» **WHAT YOU WILL DO**: From the email thread on nss_ldap and slapd indexing, explain in one to three sentences why the slapindex command had to be run after the objectclass index line was added to slapd.conf.

» **SOURCE PASSAGE**:
^^^^^^^^

Thank you very much, after using slapindex now everything works fine.
I was totally confused that other tools could see all entries and
nss_ldap not
thats why I didn't thought about using slapindex.

Thanks for saving my weekend ;)

Christian


Matthew Hardin schrieb:
> Hi Christian,
>
>   
>> -----Original Message-----
>> From: owner-nssldap@padl.com [owner-nssldap [at] padl.com] On Behalf Of
>> Christian Ritter
>> Sent: Friday, September 21, 2007 8:42 PM
>> To: nssldap@padl.com
>> Subject: [nssldap] nss ldap truncates users after turning on indexing in
>> slapd.conf
>>
>> Hello,
>>
>> I have a very strange Problem, we have an ldap server which serves about
>> 1500 users.
>> I searched the whole web and couldnt find an awnser. ;(
>> After we had some performance probelms with our ldap directory I added
>>
>> index objectclass             eq
>>
>> to our slapd.conf First everything looked fine.
>>
>> But now getent passwd only returns 1082 users, and when i remove the
>> entry from slapd conf and restart slapd
>> i get all 1528 users. Only UIDS from 1010 till 4828 will be returned if
>> this option is set.
>>     
>
> This is probably more of an LDAP server problem than an nss_ldap problem...
>
> If you add a new index to an existing database you need to run the slapindex
> command to generate index entries for the objects that are already in the
> db. See the slapindex man page for additional information.
>
>   
>> When i access the ldap directory with other tools i can see all users.

^^^^^^^^

» **ITEMS**:
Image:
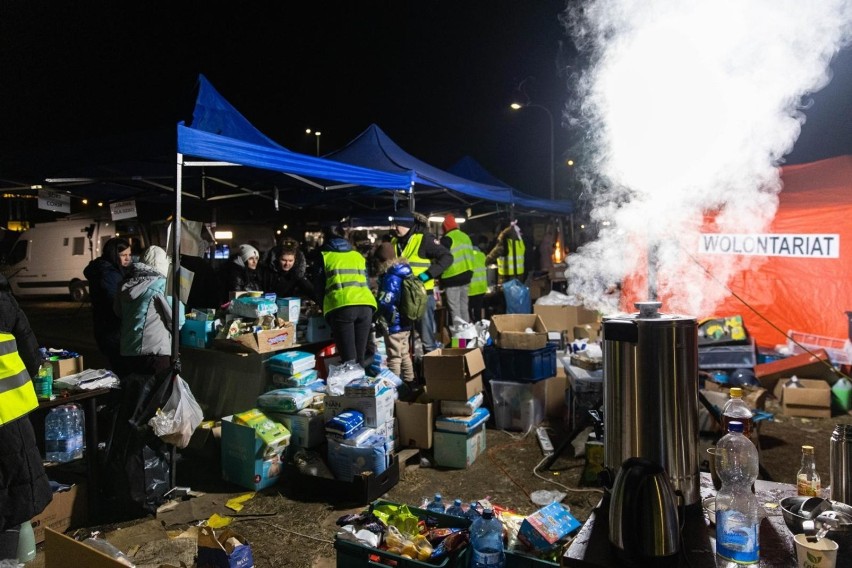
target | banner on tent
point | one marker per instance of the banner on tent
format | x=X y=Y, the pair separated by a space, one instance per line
x=54 y=201
x=789 y=245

^^^^^^^^

» **RESPONSE TO THIS TASK**: The index was added to a database that already held entries, so no index entries existed for those objects, and slapindex generates them. Until it ran, getent passwd returned only 1082 of the 1528 users. After it ran, everything worked.